- _EXTRACT TO READ_:
○ ○ ○

At first glance the processes of change that began in 1989 in Bulgaria differ completely from those in Serbia with regard to the historical mythology involved, especially with regard to the myth of national superiority and “God’s elect”. In the modern and recent history of Bulgaria this myth has gradually lost its hold on the national consciousness, for the question of the civilizational choice of Bulgaria has been set in terms of “accession” - whether it be to the West, to Russia, or to the Soviet Union.

 

Among the basic causes for this feature, I would point out the following:

First, there is a gap of five centuries separating the time when that myth was active, in the first centuries of the Bulgarian state, especially after conversion to Christianity in the nintieth century, from the modern history of Bulgaria. While in this same period of “timelessness” for Bulgaria, in Serbia the Kosovo myth grew in cultural force; by this myth the fall under the Turkish yoke (after the Battle of Kosovo) was transfigured as a heroic feat of martyrdom in Serbian history. Combined with the myth of unique Savian Orthodoxy, it created a spiritual heritage, a continuity of Serbian history in the national consciousness.

 

 

Although it was a factor for cultural and national preservation in Bulgaria as well, Orthodoxy was not connected with the founding myth of nationality. Moreover, during the Turkish domination the religion tended to acquire an overtone of Greek domination, becoming associated with Greek interests promoted by the Patriarchate of Constantinople[14].

○ ○ ○

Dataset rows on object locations
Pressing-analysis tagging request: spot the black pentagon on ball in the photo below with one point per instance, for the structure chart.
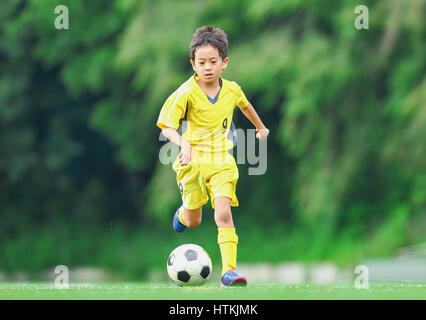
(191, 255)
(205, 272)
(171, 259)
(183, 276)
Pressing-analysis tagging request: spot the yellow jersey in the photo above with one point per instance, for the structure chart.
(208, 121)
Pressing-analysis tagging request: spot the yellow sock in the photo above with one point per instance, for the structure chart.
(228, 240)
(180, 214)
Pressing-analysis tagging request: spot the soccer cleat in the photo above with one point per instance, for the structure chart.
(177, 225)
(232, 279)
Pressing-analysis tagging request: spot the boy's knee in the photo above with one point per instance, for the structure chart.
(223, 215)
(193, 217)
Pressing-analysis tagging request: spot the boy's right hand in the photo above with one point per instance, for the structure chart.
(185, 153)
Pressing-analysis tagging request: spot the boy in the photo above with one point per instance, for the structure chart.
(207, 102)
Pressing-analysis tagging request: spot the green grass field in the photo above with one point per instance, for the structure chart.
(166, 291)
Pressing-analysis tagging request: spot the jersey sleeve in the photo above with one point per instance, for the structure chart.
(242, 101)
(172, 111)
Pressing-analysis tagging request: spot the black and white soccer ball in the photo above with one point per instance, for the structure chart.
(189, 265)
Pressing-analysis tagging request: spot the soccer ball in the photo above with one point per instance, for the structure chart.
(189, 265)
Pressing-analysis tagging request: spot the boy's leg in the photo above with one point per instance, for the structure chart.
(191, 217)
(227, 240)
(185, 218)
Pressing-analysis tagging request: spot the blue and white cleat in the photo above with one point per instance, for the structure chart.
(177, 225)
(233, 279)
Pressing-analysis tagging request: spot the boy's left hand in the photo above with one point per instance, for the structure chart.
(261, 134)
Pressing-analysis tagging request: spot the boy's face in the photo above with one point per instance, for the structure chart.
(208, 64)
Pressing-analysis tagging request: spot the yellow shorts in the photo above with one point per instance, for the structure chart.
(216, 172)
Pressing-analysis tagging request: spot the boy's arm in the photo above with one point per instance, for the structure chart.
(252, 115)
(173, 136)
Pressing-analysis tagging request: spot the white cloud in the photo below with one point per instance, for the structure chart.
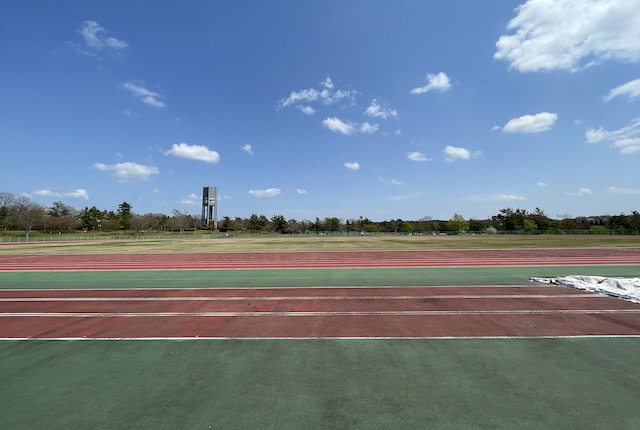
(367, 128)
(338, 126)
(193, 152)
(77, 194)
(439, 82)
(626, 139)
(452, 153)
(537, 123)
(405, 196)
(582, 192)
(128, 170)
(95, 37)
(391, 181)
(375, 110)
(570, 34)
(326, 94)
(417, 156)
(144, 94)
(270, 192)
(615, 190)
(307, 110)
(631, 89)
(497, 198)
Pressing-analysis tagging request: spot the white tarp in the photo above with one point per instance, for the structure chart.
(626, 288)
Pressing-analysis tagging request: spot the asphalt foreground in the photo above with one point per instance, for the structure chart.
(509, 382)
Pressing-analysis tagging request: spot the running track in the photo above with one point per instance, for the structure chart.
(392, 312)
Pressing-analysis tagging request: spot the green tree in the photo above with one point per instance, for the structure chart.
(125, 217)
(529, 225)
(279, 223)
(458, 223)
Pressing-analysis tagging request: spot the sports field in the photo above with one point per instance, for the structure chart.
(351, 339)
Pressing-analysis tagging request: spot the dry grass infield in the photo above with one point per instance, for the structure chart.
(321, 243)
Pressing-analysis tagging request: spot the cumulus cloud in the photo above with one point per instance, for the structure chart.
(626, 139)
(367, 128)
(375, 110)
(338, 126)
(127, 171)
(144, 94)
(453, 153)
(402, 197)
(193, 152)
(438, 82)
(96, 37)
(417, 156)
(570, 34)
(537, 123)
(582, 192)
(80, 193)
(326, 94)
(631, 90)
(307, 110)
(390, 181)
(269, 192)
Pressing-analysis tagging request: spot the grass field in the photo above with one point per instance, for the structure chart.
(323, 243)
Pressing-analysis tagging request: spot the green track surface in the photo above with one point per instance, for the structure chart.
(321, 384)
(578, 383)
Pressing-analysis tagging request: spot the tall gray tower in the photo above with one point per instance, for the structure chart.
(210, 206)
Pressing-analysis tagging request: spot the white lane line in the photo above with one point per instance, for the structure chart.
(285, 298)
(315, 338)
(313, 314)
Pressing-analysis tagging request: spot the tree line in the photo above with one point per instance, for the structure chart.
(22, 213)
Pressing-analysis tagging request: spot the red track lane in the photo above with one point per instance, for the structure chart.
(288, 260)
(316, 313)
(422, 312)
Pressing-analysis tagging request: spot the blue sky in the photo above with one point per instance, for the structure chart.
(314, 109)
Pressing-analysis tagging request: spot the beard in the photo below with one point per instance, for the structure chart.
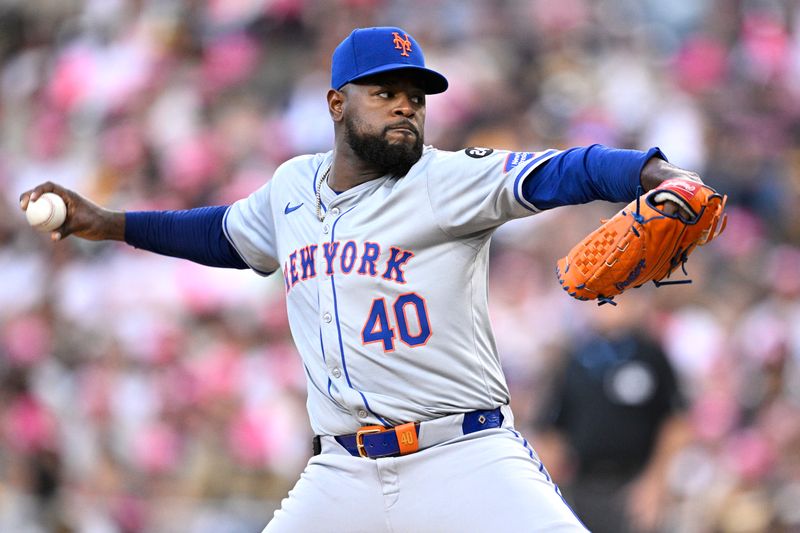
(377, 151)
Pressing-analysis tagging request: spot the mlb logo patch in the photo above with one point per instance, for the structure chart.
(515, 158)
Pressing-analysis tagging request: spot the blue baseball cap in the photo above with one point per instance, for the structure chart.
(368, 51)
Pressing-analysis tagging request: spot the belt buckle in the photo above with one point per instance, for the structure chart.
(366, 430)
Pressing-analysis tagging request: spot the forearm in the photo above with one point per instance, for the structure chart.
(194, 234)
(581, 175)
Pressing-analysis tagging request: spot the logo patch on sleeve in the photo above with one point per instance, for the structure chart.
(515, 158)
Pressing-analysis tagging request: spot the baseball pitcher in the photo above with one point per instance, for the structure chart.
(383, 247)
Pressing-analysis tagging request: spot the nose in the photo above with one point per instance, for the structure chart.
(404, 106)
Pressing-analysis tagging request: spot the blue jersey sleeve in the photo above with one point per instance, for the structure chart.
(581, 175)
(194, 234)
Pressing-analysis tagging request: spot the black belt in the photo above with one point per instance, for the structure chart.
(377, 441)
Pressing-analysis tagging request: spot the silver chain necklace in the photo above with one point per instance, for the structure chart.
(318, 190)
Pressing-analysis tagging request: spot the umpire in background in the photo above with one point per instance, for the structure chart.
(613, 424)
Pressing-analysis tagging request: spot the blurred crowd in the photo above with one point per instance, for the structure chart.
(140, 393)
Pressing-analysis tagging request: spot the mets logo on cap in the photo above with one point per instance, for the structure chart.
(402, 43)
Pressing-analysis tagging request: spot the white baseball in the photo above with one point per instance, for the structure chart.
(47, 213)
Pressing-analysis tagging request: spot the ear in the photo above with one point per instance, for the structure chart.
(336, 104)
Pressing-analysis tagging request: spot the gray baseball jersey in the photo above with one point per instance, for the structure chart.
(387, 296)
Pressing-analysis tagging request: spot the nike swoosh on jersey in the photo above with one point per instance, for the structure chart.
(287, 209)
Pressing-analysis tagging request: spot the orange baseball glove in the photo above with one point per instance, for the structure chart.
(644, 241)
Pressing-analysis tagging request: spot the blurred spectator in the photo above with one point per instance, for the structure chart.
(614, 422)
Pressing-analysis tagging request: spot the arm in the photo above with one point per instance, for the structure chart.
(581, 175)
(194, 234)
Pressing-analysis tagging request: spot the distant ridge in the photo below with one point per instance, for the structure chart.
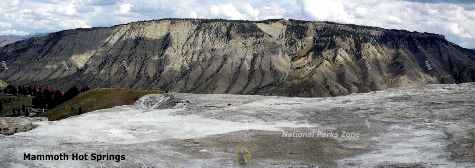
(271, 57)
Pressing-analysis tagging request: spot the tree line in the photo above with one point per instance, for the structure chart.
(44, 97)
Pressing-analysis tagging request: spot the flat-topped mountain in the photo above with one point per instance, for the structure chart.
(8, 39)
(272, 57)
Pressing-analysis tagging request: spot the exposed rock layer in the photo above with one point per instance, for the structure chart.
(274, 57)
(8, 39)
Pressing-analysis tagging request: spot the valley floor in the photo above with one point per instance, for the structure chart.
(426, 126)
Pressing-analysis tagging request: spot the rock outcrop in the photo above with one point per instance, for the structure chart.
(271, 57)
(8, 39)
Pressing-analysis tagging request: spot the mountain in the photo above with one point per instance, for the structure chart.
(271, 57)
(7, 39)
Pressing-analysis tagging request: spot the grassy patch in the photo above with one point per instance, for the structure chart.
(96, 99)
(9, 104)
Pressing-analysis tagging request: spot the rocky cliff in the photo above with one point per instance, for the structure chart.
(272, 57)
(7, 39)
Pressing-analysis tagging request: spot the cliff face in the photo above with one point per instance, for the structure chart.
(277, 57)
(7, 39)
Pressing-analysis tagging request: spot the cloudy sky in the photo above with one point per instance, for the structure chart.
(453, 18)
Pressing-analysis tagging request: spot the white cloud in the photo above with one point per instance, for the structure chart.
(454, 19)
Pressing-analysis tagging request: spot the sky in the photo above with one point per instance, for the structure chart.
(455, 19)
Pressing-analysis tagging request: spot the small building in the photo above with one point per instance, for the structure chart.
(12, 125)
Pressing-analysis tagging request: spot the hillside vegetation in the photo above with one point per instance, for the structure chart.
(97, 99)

○ ○ ○

- _OBJECTIVES_:
[1] In the extract on Bulgarian and Serbian historical myths, with whose interests did Orthodoxy become associated in Bulgaria during the Turkish domination?
[2] Write the next part of the extract on Bulgarian and Serbian historical myths, picking up after its final sentence.

- _THE RESULTS_:
[1] Greek interests promoted by the Patriarchate of Constantinople.

[2]
This was one of the causes why the attempts in modern times to unite the national idea with Orthodoxy were not particularly active or successful. National mythology about the values and missionary projects of the nation were fueled mostly by the idea of joining “imported” large-scale mythologies such as European values (science, economic growth, pragmatism); or the Slavic idea, usually embodied by Russia and connected with values such as warm human relations, spirituality, etc.

 

In the first half of the twentieth century Europeanism was less popular than the Slavophile idea. At the same time, even the proponents of the Slavic idea (writers, historians) defended the trend for Bulgarian culture to join universal and the advanced culture, and resisted cultural isolationism. The idea of a unique Bulgarian messianism, upheld by a few thinkers, called for a neo-pagan renaissance, and was inspired by anti-Slavic and anti-European emotions; it usually involved authoritarian and totalitarian trends [15].

 

The period of totalitarianism (from 1944 to 1989) put an end to these orientations, involving Bulgarian national destiny in a large-scale social project in which  mythology and social pragmatics were tightly interwoven. Bulgaria was now a submissive member of the Soviet “commonwealth”, the Socialist bloc. The ”Golden Age” of King Simeon, the epic rivalry with the Byzantines, the liberation struggles were left behind in history, or rather had become a prehistory, for the triumph of Communism in Bulgaria was considered the crowning achievement  of national development, as well as a completely new social start.

 

In Serbia the resilience of the Kosovo myth in its quality of “eternal ethics, unchanging with time”[16] served both the Yugoslav unity and proletarian values. Of course, when comparing the mission myth in Bulgaria and Serbia, I am not referring to some advantage on one side or another in this comparison, but simply point out the differences. In Bulgaria the communist missionary mythology engulfed and effaced the already weak missionary strand in the national mythology.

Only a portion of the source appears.